> Information supplied

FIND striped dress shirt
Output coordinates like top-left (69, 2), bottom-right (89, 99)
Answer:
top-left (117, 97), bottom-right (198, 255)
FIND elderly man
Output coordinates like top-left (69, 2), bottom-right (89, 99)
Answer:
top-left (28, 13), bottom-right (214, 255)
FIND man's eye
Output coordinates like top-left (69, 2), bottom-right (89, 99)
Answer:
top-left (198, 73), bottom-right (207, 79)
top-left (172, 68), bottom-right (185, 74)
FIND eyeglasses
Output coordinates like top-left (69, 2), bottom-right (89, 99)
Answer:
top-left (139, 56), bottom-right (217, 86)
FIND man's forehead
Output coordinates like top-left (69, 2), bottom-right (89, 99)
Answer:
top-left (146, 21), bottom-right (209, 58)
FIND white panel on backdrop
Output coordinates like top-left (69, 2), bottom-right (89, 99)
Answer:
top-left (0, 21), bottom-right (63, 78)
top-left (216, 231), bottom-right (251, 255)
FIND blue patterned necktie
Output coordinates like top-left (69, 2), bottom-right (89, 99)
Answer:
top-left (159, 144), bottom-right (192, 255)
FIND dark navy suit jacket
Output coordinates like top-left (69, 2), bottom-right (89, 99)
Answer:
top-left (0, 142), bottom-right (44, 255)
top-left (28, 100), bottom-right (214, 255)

> Directions
Rewrite every line of the records above, requests included, scaling each coordinate in the answers by 1.55 and rounding to the nearest whole number, with halves rounded up. Leave the numbers in the requests and their sample format unchanged.

> Complete output
FIND striped dress shirt
Output coordinates like top-left (69, 2), bottom-right (89, 99)
Answer:
top-left (181, 150), bottom-right (307, 395)
FIND elderly man
Output coordinates like top-left (69, 2), bottom-right (89, 99)
Answer:
top-left (43, 20), bottom-right (332, 395)
FIND man's eye
Output coordinates like top-left (69, 2), bottom-right (89, 99)
Answer:
top-left (307, 113), bottom-right (321, 122)
top-left (267, 105), bottom-right (287, 115)
FIND eyeglasses
Output coordinates like top-left (69, 2), bottom-right (89, 99)
Answer:
top-left (215, 87), bottom-right (336, 133)
FIND man's forehead
Output coordinates like top-left (69, 2), bottom-right (89, 99)
Answer:
top-left (226, 33), bottom-right (324, 90)
FIND white panel on backdrop
Output coordinates like top-left (69, 2), bottom-right (89, 99)
Answer:
top-left (0, 33), bottom-right (98, 121)
top-left (335, 358), bottom-right (389, 395)
FIND blue patterned necktie
Output coordinates like top-left (69, 2), bottom-right (89, 99)
Answer:
top-left (246, 223), bottom-right (298, 395)
FIND dark navy suit jacket
Output coordinates like top-left (69, 2), bottom-right (89, 99)
Answer:
top-left (0, 220), bottom-right (68, 395)
top-left (43, 155), bottom-right (332, 395)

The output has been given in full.